### What the exercise asks
Identify every line in the records below that contains the string "hair", and copy each of those lines. Case counts.

### Records supplied
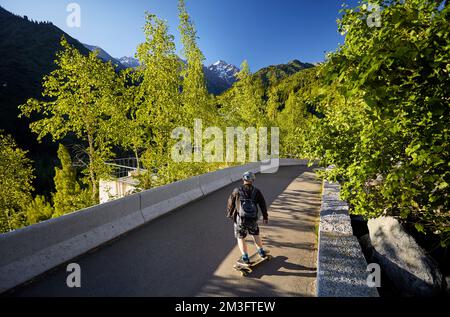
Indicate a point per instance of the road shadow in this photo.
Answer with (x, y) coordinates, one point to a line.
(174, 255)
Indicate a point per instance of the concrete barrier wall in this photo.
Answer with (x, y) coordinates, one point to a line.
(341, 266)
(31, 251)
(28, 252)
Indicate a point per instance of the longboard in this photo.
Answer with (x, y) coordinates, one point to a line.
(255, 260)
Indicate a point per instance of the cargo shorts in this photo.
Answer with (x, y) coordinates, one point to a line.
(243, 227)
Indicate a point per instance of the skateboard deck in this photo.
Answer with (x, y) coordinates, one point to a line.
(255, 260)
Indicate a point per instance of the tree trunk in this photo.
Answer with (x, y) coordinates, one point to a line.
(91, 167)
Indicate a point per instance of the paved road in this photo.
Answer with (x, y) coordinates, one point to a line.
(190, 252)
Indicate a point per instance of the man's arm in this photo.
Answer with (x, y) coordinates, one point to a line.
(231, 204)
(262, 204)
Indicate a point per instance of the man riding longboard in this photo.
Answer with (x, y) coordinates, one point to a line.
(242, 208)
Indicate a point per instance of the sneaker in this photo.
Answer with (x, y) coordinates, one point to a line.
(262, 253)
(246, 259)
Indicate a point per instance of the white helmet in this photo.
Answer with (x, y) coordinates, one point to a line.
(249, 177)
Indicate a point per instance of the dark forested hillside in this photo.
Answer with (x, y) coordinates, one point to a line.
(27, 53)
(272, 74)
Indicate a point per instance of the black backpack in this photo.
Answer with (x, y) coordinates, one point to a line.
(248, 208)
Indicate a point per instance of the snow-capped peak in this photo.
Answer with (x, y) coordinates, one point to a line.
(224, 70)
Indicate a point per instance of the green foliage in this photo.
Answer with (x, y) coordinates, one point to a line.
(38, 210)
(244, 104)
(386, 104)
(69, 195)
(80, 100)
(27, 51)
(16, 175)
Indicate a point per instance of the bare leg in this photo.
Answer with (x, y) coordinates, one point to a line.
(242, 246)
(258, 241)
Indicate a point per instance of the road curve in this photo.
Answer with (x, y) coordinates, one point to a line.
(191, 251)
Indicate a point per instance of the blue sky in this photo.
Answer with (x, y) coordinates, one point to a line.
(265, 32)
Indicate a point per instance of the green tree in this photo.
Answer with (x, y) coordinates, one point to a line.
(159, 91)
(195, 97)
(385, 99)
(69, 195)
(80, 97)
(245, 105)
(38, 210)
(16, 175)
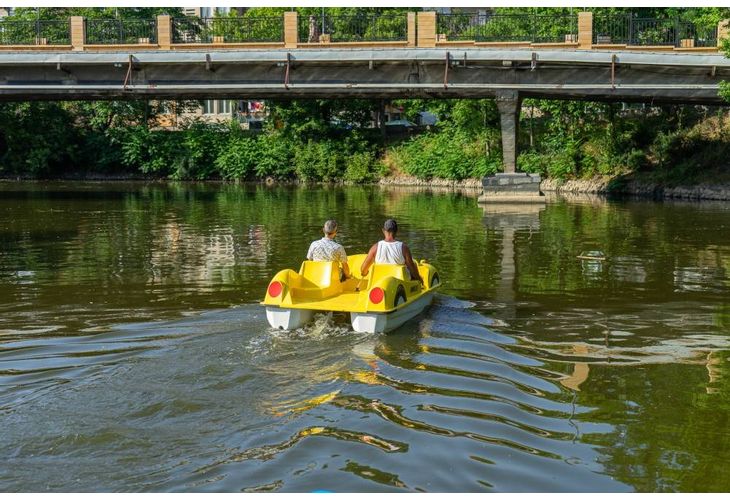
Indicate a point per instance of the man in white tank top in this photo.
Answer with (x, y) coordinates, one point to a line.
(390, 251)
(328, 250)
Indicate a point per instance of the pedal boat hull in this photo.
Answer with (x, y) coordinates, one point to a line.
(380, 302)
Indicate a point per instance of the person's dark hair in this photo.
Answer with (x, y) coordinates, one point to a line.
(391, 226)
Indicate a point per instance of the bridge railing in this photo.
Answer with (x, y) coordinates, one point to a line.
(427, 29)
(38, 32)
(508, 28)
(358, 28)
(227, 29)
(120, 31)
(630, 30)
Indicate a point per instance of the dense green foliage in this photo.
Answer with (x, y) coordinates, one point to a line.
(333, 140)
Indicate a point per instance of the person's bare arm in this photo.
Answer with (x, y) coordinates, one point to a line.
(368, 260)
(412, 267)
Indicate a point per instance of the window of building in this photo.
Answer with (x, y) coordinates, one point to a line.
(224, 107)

==

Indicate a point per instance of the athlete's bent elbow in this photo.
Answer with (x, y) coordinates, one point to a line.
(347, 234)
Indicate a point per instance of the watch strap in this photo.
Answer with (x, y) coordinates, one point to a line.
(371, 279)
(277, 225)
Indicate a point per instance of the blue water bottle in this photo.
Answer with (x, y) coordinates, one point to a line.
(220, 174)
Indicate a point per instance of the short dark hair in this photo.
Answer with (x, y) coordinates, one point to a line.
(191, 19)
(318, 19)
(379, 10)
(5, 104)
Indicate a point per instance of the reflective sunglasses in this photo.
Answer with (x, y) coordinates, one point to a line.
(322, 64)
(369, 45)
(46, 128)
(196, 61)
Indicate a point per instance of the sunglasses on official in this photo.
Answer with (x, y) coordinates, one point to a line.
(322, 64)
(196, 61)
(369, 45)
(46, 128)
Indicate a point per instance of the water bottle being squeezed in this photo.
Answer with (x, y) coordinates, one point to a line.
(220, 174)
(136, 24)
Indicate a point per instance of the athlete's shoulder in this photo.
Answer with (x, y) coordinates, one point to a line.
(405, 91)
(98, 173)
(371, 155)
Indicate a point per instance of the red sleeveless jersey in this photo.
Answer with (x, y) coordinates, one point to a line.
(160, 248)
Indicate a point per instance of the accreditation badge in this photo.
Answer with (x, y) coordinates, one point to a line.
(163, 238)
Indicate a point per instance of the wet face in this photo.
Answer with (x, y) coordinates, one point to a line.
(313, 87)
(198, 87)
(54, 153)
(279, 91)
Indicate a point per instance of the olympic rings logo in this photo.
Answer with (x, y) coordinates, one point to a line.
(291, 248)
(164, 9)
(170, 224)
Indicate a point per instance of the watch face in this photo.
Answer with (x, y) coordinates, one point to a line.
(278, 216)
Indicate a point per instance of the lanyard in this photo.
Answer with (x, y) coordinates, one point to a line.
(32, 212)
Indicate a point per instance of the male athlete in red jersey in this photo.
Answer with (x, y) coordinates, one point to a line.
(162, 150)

### Task output
Indicate a point per instance of the person's dark hair in this photo.
Indicate a point per instance of the short dark hair in this photo.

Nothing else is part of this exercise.